> **What you are asked to do**
Using the line that has "# point at: flower cluster" as the starting point, print each line to the end of the material below word for word. Add no other lines.

> **Supplied entries**

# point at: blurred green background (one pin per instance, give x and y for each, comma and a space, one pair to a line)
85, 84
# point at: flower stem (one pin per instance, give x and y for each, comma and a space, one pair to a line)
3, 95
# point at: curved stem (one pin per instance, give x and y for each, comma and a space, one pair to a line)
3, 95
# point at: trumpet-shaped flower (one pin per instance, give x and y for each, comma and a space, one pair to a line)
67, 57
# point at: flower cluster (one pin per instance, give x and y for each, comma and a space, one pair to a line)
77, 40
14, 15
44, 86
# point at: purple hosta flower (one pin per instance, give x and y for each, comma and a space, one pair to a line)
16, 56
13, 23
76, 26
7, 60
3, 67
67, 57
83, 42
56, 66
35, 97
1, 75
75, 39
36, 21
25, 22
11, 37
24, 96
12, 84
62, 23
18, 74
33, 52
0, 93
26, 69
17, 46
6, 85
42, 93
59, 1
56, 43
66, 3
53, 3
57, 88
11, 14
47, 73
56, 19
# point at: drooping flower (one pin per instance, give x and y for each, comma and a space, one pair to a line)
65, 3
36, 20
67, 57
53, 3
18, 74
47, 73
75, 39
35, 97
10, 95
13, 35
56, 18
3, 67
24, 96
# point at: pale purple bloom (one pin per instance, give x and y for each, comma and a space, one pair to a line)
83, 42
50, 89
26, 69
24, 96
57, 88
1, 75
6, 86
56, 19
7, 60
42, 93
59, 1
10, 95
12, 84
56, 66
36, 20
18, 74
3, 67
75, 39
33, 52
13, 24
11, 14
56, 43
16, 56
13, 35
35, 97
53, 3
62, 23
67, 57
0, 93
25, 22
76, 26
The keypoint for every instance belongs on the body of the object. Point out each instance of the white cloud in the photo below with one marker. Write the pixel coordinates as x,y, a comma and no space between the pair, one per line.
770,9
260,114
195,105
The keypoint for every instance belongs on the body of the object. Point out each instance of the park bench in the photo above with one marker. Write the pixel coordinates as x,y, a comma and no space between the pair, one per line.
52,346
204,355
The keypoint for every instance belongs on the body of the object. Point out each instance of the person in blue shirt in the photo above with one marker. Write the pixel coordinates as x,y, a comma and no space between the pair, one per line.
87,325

> **The completed task**
# point at: flower cluster (one pin per instance, give x and y for each, comma and a space, one pair to a line)
77, 40
14, 15
44, 86
# point at: purple hosta flower (one pin per instance, give x and y for each, comma and a space, one pair to a line)
16, 56
13, 23
76, 26
7, 60
3, 67
67, 57
83, 42
56, 66
35, 97
1, 75
75, 39
36, 21
25, 22
11, 37
24, 96
12, 84
62, 23
18, 74
33, 52
0, 93
26, 69
17, 46
6, 85
42, 93
59, 1
56, 43
66, 3
53, 3
57, 88
11, 14
47, 73
56, 19
# point at: drooping flower (one pin per instance, give x and y for each, comma and a space, one pair to a line)
65, 3
36, 20
67, 57
53, 3
18, 74
47, 73
75, 39
35, 97
10, 95
13, 35
56, 18
3, 67
24, 96
# point at: pale purple bloom (one pin per instance, give x and y for each, comma and a space, one pair to a line)
83, 42
50, 89
26, 69
24, 96
57, 88
1, 75
6, 86
56, 19
7, 60
42, 93
59, 1
10, 95
12, 84
56, 66
36, 20
18, 74
3, 67
75, 39
33, 52
13, 24
11, 14
56, 43
16, 56
13, 35
35, 97
53, 3
62, 23
67, 57
0, 93
25, 22
76, 26
The keypoint for every instance belongs on the body of the object. Point out each instance of the white cloud in the photo below with one marker. Write the pixel coordinates as x,y, a comma and no space between the pair, one per line.
770,9
260,114
195,105
The keypoint for every instance belongs on the body of the object. Point out each instance of the park bench in the photo above with one marker. Write the pixel coordinates as x,y, a comma and no space between the pair, one per line.
52,346
204,355
The keypoint for every instance belongs on the body of the object. Point out each instance of the person in blue shirt in the photo above with one marker. Write the pixel coordinates as x,y, a comma and no space between the pair, one per line.
87,325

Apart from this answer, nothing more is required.